ACTIVITY | In the letter about the CAP public outreach program, change "electronic" to "digital" and give the passage from "Up until 2016, I" to "meets those challenges." with that change.

DOCUMENT EXTRACT |
To the Editor.—During a spring 1981 College of American Pathologists (CAP) Governor's Meeting, Pierre Keitges, MD, and Dan Seckinger, MD, asked me to discuss the feasibility of starting a CAP Public Outreach program. In 1980 I had started the Pima County Medical Society Media Committee and a weekly Tucson half-hour radio AM talk show that discussed commonplace medical challenges—everything from prematurity to hemorrhoids. Public call-in questions added listener engagement.
Keitges and Seckinger pitched the concept to the rather skeptical Board of Governors, convincingly arguing, “The public doesn't know about pathology and what we add to care” and “Most doctors don't see pathologists are real physicians,” and they won over the board, which awarded a small trial allotment. So, the CAP Regional Communication Advocacy Committee was born in 1981, and, later, the CAP Regional Public Service Committee was born in 1984. William Kuehn, PhD, an ex-Jesuit priest and a public relations professional, was hired to create a pathologist media training program called “Plain Talk: A Pathologist's Guide to Media Relations.” Candidates for the CAP media training programs, “Spokespersons,” were initially selected for their CAP participation and practice location in major media markets. These sessions, beginning in 1985, were held during a long weekend initially twice a year. Using his existing public relations network, Bill Kuehn actuated a robust media placement of now-trained spokespersons. Media interview and public print article placements ensued in remarkable acceleration. These programs' metrics, such as members trained and media placement cost equivalents, helped mollify the doubters.
In 1981 George Knobe, MD, from Virginia, Minnesota, and later in 1985 Alan Pierce, MD, from Miami, Florida, joined the committee. Alan and his wife, Lynne, soon were the spokesperson training leaders. By 1998 the program called “Engaged Leadership Academy (ELA)” morphed into the current once-a-year 3-day training of 30 CAP-selected members from a wide diversity of practices and locations. After Bill Kuehn's death in 1989, a CAP William Kuehn Outstanding Communicator Award was established in his honor in 1991.
Sandy Grear, a TV professional, was hired and brilliantly staffed the burgeoning outreach programs, then in 1999 called the Council for Public Affairs. There were several notable programmatic successes of the Regional Public Service Subcommittee. These include the creation of a 1998 recruitment documentary film, shot by Kier Cline, titled “Pathology: A Special Calling,” which featured Drs Seckinger, Keitges, Knobe, and me in our actual practice settings showing our commonplace clinical and diagnostic procedures that focused on pathologists' efforts for the betterment of patient care. Another product was the CAP Policy Manual for Spokesperson reference guide for CAP Hometown Radio Interviews. These interviews started in 2005 and lasted to 2011 and were monthly 3-minute prepared topical features that would be placed into each spokesperson's media market. The successful uptake of these spots enhanced the image of pathology and the local pathologist. From a media analysis standpoint, gauged by the resulting television and print interviews alone, this was the CAP's most robust penetration in terms of audience reached.
Up until 2016, I was still faculty for ELA so I can attest to the continuity of the original intent of the 1981 Board of Governors' creation. The spiritual essence and core task persist into this electronic 21st-century communications era. The public and our medical colleagues need to know and appreciate what pathologists provide to the state of the art. The CAP's ELA is a commitment that meets those challenges.
The author has no relevant financial interest in the products or companies described in this article.

RECORD EXTRACTS |
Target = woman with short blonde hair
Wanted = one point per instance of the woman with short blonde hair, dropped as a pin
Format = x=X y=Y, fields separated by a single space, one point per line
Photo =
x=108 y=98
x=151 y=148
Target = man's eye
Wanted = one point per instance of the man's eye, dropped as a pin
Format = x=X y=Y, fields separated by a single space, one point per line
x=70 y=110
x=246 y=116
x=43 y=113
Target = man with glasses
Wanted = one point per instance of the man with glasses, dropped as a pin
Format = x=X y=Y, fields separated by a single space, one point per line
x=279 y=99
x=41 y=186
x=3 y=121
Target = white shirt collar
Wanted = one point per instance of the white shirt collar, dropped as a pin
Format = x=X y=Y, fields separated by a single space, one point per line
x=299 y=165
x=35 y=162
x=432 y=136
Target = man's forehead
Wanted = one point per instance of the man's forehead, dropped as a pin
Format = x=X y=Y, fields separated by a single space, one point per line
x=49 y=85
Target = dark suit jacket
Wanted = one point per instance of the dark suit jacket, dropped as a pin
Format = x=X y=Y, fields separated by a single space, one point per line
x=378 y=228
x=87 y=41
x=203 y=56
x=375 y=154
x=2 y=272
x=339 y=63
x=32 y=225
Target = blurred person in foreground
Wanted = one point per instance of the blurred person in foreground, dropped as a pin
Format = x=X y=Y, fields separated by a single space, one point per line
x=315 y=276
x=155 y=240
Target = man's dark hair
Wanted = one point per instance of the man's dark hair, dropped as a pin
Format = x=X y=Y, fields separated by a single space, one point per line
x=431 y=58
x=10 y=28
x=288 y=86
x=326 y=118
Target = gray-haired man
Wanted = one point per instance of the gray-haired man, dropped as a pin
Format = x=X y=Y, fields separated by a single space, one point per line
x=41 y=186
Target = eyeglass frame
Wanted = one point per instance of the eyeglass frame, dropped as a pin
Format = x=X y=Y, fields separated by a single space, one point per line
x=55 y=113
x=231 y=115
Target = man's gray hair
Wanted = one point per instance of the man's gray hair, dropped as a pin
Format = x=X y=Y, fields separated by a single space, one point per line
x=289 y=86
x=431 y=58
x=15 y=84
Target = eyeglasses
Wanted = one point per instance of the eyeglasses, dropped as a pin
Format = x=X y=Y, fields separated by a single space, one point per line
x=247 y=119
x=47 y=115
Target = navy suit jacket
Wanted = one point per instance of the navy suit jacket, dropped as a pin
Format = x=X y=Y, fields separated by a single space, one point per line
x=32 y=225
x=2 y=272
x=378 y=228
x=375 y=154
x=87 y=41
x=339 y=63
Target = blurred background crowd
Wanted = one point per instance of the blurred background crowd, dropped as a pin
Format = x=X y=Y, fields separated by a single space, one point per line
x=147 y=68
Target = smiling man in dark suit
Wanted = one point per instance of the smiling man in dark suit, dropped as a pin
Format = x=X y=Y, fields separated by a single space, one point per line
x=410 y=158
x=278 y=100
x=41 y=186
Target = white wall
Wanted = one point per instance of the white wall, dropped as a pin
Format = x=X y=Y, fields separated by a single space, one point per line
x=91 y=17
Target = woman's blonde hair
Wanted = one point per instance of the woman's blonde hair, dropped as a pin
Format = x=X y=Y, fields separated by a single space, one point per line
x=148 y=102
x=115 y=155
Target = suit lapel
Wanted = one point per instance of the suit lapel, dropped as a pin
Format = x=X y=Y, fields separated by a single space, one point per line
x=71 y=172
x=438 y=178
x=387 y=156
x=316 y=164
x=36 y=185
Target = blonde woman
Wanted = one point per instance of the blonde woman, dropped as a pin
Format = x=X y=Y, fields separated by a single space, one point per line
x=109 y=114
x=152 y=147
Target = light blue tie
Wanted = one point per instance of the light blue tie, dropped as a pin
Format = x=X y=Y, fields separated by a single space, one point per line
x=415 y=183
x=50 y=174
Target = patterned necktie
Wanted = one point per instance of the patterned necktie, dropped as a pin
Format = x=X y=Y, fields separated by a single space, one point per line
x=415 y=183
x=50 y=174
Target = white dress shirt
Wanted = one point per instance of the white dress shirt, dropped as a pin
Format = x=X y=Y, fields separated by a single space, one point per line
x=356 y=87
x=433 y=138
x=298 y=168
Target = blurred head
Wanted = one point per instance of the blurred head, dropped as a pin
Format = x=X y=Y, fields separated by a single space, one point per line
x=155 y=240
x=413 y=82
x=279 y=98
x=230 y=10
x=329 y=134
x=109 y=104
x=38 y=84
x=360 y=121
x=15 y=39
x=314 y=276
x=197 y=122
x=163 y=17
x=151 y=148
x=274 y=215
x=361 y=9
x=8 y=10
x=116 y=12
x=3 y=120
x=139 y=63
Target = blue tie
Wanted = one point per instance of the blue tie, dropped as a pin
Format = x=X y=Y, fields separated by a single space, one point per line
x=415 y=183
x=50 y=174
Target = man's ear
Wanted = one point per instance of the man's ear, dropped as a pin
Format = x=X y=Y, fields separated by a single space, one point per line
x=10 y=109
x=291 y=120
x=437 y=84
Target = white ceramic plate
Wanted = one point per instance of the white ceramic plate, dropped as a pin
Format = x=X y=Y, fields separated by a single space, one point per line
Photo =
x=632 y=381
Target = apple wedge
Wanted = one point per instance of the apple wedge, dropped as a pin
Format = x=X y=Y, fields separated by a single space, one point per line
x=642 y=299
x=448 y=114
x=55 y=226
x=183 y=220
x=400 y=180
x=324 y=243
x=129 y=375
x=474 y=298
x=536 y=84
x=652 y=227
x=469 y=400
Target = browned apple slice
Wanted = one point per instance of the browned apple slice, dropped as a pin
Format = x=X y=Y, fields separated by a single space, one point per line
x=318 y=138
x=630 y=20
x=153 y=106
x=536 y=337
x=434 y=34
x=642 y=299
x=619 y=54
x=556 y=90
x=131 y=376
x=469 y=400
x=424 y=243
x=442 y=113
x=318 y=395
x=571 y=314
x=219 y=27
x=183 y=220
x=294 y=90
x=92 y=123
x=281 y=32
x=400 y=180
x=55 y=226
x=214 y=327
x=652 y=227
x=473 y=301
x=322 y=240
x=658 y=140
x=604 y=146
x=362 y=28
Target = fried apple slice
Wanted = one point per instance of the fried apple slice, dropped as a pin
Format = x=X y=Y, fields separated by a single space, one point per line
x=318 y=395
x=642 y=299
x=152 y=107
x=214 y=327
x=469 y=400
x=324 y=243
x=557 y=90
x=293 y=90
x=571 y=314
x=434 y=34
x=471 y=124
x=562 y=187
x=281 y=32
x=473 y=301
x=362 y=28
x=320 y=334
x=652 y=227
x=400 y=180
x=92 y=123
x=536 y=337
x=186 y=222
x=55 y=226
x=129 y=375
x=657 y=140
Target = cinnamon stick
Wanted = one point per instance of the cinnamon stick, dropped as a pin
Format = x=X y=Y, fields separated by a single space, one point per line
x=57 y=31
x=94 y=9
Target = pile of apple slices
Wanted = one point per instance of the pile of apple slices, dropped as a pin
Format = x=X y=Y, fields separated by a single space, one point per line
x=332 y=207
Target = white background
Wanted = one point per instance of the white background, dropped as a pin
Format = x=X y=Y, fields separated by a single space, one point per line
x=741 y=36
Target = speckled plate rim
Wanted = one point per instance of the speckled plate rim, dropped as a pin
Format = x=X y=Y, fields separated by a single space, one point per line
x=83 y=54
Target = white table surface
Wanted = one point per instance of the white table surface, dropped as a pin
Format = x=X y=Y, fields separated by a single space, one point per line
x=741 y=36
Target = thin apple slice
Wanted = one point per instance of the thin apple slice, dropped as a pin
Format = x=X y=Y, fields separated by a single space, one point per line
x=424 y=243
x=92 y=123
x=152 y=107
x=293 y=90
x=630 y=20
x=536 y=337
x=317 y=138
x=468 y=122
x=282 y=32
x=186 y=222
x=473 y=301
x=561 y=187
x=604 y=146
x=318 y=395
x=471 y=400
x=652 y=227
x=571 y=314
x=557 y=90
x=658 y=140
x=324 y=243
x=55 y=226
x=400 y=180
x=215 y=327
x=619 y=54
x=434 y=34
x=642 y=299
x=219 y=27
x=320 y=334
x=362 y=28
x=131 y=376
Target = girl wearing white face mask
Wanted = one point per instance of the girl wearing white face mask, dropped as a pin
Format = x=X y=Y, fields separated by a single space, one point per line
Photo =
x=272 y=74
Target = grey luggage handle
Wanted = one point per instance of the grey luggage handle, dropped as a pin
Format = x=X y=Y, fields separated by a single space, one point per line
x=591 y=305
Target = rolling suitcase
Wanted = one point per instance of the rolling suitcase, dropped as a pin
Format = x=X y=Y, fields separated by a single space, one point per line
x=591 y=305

ANSWER SECTION |
Up until 2016, I was still faculty for ELA so I can attest to the continuity of the original intent of the 1981 Board of Governors' creation. The spiritual essence and core task persist into this digital 21st-century communications era. The public and our medical colleagues need to know and appreciate what pathologists provide to the state of the art. The CAP's ELA is a commitment that meets those challenges.